====== Supplied data ======
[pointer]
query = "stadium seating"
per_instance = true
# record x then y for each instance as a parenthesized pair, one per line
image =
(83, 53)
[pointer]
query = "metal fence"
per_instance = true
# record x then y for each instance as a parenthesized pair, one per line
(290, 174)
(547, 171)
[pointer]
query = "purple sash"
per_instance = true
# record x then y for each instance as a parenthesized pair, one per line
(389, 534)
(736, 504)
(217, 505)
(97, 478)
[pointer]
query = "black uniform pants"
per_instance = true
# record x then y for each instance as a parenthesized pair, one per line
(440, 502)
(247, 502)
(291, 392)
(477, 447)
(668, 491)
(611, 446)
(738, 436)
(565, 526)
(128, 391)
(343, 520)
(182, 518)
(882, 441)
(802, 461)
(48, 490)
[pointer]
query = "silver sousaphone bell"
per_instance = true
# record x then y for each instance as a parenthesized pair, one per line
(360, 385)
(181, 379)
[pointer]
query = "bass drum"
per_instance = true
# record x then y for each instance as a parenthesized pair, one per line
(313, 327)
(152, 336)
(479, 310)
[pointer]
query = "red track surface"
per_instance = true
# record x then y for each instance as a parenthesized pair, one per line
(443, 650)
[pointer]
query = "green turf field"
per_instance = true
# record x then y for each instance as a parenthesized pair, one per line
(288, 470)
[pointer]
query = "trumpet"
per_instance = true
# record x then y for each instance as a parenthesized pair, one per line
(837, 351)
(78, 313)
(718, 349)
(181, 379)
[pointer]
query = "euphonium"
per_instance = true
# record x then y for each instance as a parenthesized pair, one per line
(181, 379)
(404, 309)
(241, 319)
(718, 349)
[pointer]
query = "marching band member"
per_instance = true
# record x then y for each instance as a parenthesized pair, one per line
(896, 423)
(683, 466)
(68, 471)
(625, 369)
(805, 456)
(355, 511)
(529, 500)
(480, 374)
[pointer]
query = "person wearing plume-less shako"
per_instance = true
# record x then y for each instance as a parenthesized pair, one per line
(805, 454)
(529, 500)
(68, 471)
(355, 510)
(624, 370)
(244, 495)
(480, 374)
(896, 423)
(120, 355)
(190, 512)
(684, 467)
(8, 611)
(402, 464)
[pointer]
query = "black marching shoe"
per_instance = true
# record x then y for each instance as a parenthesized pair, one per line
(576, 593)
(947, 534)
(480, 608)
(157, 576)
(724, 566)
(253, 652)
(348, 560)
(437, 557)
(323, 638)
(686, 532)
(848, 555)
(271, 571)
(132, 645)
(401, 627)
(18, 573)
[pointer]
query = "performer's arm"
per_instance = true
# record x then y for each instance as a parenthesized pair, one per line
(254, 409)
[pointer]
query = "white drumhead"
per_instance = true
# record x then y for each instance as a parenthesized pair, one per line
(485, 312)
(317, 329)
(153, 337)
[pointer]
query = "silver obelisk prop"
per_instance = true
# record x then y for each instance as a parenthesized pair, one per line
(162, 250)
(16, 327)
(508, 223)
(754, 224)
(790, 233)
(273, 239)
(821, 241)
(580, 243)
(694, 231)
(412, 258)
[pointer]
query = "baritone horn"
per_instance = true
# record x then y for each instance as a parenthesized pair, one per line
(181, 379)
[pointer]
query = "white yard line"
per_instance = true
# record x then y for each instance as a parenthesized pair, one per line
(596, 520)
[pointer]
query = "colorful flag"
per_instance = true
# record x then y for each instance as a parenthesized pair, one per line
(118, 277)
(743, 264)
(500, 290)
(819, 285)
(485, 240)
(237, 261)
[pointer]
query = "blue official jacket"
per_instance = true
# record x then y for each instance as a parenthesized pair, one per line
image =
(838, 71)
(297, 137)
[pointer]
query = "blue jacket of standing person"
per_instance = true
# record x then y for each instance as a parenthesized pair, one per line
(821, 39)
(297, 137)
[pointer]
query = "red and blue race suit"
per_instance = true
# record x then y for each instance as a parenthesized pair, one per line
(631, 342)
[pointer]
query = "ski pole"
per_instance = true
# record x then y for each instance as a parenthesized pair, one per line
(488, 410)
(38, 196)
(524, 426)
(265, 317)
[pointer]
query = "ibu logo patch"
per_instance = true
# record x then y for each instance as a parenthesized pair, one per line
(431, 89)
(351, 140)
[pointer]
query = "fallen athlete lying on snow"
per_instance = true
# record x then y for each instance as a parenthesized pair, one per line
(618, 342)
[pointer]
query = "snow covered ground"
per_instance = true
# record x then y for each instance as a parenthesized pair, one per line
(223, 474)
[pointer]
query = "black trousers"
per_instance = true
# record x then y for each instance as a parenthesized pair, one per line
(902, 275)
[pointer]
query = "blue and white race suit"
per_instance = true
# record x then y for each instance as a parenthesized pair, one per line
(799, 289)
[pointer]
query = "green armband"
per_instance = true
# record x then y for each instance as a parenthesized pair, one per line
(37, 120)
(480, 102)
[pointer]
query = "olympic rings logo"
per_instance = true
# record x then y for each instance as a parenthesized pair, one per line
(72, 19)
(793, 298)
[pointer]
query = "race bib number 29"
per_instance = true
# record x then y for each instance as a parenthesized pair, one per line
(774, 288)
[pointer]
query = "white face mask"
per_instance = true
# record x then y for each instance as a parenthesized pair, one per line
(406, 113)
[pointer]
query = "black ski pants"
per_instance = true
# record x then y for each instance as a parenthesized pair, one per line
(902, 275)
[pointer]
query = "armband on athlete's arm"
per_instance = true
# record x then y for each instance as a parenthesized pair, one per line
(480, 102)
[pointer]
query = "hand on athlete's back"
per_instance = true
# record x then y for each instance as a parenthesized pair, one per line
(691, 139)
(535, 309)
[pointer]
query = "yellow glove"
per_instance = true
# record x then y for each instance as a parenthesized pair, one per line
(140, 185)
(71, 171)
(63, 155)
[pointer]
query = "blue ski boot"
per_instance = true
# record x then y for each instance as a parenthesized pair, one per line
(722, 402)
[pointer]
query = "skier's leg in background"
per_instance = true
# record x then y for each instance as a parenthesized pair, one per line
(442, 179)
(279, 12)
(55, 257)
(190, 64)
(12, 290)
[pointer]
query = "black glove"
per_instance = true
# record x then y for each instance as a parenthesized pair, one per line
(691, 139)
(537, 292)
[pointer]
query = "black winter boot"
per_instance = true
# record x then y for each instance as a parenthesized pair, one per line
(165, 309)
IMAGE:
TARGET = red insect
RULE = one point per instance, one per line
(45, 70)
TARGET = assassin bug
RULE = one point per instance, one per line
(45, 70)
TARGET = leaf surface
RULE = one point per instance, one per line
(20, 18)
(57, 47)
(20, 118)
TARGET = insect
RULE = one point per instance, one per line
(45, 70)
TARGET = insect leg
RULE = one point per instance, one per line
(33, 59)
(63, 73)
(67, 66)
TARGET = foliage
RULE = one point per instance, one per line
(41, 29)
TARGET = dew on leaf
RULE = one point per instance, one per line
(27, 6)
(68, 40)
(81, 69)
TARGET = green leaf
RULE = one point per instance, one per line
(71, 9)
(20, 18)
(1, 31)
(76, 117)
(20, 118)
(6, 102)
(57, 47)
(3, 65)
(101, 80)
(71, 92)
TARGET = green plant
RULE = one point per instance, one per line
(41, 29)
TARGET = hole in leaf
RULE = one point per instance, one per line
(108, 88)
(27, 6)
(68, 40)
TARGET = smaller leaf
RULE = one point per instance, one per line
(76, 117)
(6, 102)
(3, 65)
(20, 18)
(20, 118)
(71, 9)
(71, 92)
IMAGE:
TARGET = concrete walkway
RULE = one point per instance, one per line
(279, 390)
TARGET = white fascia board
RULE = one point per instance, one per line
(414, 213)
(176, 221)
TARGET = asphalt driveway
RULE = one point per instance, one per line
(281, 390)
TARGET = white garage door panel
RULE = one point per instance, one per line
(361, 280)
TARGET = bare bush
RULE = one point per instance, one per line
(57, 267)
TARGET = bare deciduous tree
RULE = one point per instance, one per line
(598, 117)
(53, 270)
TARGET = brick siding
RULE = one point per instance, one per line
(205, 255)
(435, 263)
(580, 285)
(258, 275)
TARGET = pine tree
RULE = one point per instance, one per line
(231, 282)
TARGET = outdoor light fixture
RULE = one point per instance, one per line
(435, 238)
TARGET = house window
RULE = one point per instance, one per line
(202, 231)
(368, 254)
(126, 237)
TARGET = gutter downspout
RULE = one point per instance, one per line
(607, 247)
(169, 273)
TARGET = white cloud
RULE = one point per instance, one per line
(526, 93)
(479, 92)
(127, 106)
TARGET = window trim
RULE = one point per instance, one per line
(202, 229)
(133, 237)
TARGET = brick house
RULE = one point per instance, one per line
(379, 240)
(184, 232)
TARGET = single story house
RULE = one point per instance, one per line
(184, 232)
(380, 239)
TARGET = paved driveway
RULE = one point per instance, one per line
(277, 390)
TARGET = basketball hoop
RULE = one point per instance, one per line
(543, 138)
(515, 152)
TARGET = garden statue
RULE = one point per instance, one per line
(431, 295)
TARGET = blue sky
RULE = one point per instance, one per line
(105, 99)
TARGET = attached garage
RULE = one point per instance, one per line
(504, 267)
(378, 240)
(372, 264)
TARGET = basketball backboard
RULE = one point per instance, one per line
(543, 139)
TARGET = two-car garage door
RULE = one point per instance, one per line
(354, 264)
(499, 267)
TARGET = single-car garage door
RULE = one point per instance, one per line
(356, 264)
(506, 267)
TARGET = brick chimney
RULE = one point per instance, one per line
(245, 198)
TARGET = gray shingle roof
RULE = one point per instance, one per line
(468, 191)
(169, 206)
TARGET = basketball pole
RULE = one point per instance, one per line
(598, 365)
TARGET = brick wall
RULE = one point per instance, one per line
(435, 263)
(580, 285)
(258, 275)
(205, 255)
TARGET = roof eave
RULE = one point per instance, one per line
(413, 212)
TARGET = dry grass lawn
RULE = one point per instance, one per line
======
▶ _Problem details_
Each line above that contains the string "person" should be copied.

▶ _Solution to this exercise_
query = "person wearing plume-less shako"
query = "blue jacket of standing person"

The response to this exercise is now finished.